■ TASK DIRECTIONS
Extract all records. Keep each one exact.

= Beginning of Section =

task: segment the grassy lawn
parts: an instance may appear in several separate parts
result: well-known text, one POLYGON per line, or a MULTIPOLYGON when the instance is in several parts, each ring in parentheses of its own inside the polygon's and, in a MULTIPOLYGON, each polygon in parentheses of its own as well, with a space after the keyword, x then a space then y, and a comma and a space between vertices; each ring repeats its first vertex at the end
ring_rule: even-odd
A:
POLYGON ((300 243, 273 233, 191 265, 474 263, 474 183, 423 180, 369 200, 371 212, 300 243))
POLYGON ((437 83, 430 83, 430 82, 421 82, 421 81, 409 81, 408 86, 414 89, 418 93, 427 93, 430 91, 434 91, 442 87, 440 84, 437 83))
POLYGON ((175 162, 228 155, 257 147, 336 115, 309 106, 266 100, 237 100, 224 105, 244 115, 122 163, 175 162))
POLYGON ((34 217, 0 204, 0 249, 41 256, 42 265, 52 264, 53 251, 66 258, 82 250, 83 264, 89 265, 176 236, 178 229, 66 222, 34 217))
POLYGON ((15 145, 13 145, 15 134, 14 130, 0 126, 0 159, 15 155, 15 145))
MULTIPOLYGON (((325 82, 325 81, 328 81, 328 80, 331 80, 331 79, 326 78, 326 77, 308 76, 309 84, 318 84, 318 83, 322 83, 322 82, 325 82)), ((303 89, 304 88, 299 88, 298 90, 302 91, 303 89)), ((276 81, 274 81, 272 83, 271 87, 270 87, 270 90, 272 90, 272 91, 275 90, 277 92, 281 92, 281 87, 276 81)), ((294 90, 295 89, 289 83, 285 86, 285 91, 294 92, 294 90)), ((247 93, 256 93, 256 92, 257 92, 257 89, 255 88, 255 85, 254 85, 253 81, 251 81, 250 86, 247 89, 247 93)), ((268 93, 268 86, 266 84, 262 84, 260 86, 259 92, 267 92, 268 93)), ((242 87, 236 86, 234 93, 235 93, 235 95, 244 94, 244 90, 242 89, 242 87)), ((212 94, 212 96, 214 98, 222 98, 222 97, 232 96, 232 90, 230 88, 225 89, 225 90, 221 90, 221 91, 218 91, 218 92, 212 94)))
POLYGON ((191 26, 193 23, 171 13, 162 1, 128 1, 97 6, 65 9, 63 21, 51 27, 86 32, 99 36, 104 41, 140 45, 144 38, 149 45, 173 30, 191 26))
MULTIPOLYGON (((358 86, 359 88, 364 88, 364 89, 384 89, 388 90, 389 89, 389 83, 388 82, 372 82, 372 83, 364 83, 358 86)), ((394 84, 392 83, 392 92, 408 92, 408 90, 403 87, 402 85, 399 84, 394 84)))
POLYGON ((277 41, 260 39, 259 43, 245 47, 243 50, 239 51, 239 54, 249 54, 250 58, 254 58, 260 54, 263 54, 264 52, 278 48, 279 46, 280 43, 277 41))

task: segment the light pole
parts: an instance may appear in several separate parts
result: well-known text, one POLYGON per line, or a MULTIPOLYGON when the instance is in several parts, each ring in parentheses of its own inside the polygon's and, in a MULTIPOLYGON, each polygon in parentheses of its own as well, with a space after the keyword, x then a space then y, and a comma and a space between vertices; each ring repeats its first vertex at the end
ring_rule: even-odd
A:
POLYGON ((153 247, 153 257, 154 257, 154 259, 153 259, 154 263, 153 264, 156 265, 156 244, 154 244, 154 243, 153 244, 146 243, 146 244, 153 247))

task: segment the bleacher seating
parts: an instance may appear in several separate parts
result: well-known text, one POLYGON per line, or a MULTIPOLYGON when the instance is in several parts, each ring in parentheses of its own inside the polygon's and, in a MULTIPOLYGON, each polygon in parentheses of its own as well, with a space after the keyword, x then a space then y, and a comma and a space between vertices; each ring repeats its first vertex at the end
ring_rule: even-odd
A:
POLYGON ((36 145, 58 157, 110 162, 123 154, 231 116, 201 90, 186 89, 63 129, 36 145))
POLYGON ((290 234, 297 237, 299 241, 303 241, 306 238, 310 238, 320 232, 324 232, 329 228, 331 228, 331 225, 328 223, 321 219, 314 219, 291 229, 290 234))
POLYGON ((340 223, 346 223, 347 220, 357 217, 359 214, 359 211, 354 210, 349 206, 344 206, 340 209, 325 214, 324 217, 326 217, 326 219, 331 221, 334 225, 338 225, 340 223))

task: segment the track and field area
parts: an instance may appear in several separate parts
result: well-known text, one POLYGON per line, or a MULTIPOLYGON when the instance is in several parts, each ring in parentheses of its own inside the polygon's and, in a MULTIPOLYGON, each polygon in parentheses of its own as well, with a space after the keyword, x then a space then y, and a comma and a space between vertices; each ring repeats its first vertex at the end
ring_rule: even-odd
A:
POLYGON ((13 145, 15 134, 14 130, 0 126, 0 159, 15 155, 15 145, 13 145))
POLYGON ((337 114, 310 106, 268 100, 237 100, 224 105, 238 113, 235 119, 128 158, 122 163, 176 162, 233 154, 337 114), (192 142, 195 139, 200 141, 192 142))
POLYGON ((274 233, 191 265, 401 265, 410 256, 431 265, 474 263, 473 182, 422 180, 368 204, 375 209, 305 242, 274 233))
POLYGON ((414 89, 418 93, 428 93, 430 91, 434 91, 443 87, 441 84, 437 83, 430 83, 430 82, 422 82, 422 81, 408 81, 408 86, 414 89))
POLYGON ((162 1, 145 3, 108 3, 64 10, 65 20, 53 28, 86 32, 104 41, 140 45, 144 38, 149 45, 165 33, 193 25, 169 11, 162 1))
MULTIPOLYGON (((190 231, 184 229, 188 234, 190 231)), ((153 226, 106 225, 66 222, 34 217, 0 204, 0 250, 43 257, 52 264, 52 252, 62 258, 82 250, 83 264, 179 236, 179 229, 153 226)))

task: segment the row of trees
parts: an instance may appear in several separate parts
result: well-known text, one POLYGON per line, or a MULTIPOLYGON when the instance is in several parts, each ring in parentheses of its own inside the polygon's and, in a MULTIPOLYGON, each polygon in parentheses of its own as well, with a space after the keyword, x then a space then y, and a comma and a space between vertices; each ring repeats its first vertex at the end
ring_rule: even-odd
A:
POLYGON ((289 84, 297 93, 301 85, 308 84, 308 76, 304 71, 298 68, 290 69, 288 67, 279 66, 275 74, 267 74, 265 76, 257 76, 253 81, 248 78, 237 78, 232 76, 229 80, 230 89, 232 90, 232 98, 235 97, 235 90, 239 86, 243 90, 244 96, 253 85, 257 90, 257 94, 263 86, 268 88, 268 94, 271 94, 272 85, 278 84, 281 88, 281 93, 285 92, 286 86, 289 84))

= End of Section =

■ SOLUTION TO THIS TASK
task: segment the grassy lawn
parts: an instance may appear in several separate parts
result: well-known text, one POLYGON per line, or a MULTIPOLYGON when the instance is in several parts, each ring in parentheses of its own inside the polygon's and, in a MULTIPOLYGON, each polygon in parentheses of its own as well, with a space after the keyword, x then a space then y, and a comma and a space between vertices; each ring repeats its first vertex at the end
ring_rule: even-odd
A:
POLYGON ((300 243, 273 233, 191 265, 474 263, 474 183, 423 180, 369 200, 371 212, 300 243))
POLYGON ((437 83, 430 83, 430 82, 421 82, 421 81, 409 81, 408 86, 414 89, 418 93, 427 93, 430 91, 434 91, 442 87, 440 84, 437 83))
POLYGON ((175 162, 228 155, 257 147, 336 115, 309 106, 266 100, 237 100, 224 105, 244 115, 122 163, 175 162))
POLYGON ((34 217, 0 204, 0 249, 41 256, 42 265, 52 264, 53 251, 66 258, 82 250, 83 264, 89 265, 176 236, 178 229, 66 222, 34 217))
POLYGON ((15 145, 13 145, 15 134, 14 130, 0 126, 0 159, 15 155, 15 145))
MULTIPOLYGON (((325 82, 325 81, 328 81, 328 80, 331 80, 331 79, 326 78, 326 77, 308 76, 309 84, 318 84, 318 83, 322 83, 322 82, 325 82)), ((303 89, 304 88, 299 88, 298 90, 302 91, 303 89)), ((276 81, 274 81, 272 83, 271 87, 270 87, 270 90, 272 90, 272 91, 275 90, 277 92, 281 92, 281 87, 276 81)), ((294 90, 295 89, 289 83, 285 86, 285 91, 294 92, 294 90)), ((247 93, 256 93, 256 92, 257 92, 257 89, 255 88, 255 85, 254 85, 253 81, 251 81, 250 86, 247 89, 247 93)), ((268 93, 268 86, 266 84, 262 84, 260 86, 259 92, 267 92, 268 93)), ((242 87, 236 86, 234 93, 235 93, 235 95, 244 94, 244 90, 242 89, 242 87)), ((212 94, 212 96, 214 98, 222 98, 222 97, 232 96, 232 90, 230 88, 225 89, 225 90, 221 90, 221 91, 218 91, 218 92, 212 94)))
POLYGON ((191 26, 193 23, 171 13, 162 1, 128 1, 97 6, 65 9, 63 21, 51 27, 86 32, 99 36, 104 41, 140 45, 144 38, 149 45, 173 30, 191 26))
MULTIPOLYGON (((358 86, 359 88, 364 88, 364 89, 384 89, 388 90, 389 89, 389 83, 388 82, 372 82, 372 83, 364 83, 358 86)), ((394 84, 392 83, 392 92, 408 92, 408 90, 403 87, 402 85, 399 84, 394 84)))
POLYGON ((277 41, 260 39, 259 43, 245 47, 243 50, 239 51, 239 54, 249 54, 250 58, 254 58, 260 54, 263 54, 264 52, 278 48, 279 46, 280 43, 277 41))

task: segment the light pole
parts: an instance may appear in several separate parts
result: well-known text, one POLYGON per line, or a MULTIPOLYGON when the instance is in several parts, each ring in parentheses of its own inside the polygon's and, in a MULTIPOLYGON, each polygon in parentheses of its own as well, with a space after the keyword, x then a space then y, and a comma and a space between vertices; each ring repeats its first vertex at the end
ring_rule: even-odd
A:
POLYGON ((153 247, 153 257, 154 257, 154 259, 153 259, 154 263, 153 264, 156 265, 156 244, 154 244, 154 243, 153 244, 146 243, 146 244, 153 247))

task: segment the bleacher seating
parts: an instance may appear in several separate parts
result: well-known text, one POLYGON per line, or a MULTIPOLYGON when the instance is in several parts, each ring in parentheses of its own inside the polygon's and, in a MULTIPOLYGON, each polygon in parentheses of its own as well, with a space after the keyword, x then a space then y, and a comma and a space between vertices; each ring repeats its first vertex at the end
ring_rule: even-odd
A:
POLYGON ((36 145, 58 157, 110 162, 123 154, 231 116, 201 90, 186 89, 63 129, 36 145))
POLYGON ((290 234, 297 237, 299 241, 303 241, 306 238, 310 238, 320 232, 324 232, 329 228, 331 228, 331 225, 328 223, 321 219, 314 219, 291 229, 290 234))
POLYGON ((340 223, 346 223, 347 220, 357 217, 359 214, 359 211, 354 210, 349 206, 344 206, 340 209, 325 214, 324 217, 326 217, 326 219, 331 221, 334 225, 338 225, 340 223))

task: segment the track and field area
parts: an instance may appear in several separate parts
result: well-known text, one POLYGON per line, or a MULTIPOLYGON when the instance is in several parts, each ring in parentheses of its own inside the polygon's and, in a MULTIPOLYGON, each polygon in parentheses of its own as well, with a space after the keyword, x then a space then y, and a comma and a space between vertices; each ring repeats its first vertex at the end
ring_rule: even-odd
A:
POLYGON ((13 145, 15 134, 14 130, 0 126, 0 159, 15 155, 15 145, 13 145))
POLYGON ((337 114, 310 106, 268 100, 237 100, 224 105, 238 113, 235 119, 128 158, 122 163, 176 162, 233 154, 337 114), (192 142, 195 139, 200 141, 192 142))
POLYGON ((274 233, 191 265, 401 265, 410 256, 431 265, 474 263, 473 182, 422 180, 368 204, 375 209, 305 242, 274 233))
POLYGON ((414 89, 418 93, 428 93, 430 91, 434 91, 443 87, 441 84, 437 83, 430 83, 430 82, 422 82, 422 81, 408 81, 408 86, 414 89))
POLYGON ((162 1, 145 3, 108 3, 64 10, 65 20, 53 28, 86 32, 104 41, 140 45, 144 38, 149 45, 165 33, 193 25, 169 11, 162 1))
MULTIPOLYGON (((190 231, 184 229, 188 234, 190 231)), ((153 226, 106 225, 66 222, 34 217, 0 204, 0 250, 43 257, 52 264, 52 252, 62 258, 82 250, 83 264, 179 236, 179 229, 153 226)))

task: segment the row of trees
parts: an instance may appear in several separate parts
result: well-known text, one POLYGON per line, or a MULTIPOLYGON when the instance is in several parts, each ring in parentheses of its own inside the polygon's and, in a MULTIPOLYGON, each polygon in parentheses of its own as well, with a space after the keyword, x then a space then y, and a comma and a space between vertices; each ring repeats its first vertex at the end
ring_rule: even-odd
A:
POLYGON ((289 84, 297 93, 301 85, 308 84, 308 76, 304 71, 298 68, 290 69, 288 67, 279 66, 275 74, 267 74, 265 76, 257 76, 253 81, 248 78, 237 78, 232 76, 229 80, 230 89, 232 90, 232 98, 235 97, 235 90, 239 86, 243 90, 244 96, 253 85, 257 90, 257 94, 263 86, 268 88, 268 94, 271 94, 272 85, 278 84, 281 88, 281 93, 285 92, 286 86, 289 84))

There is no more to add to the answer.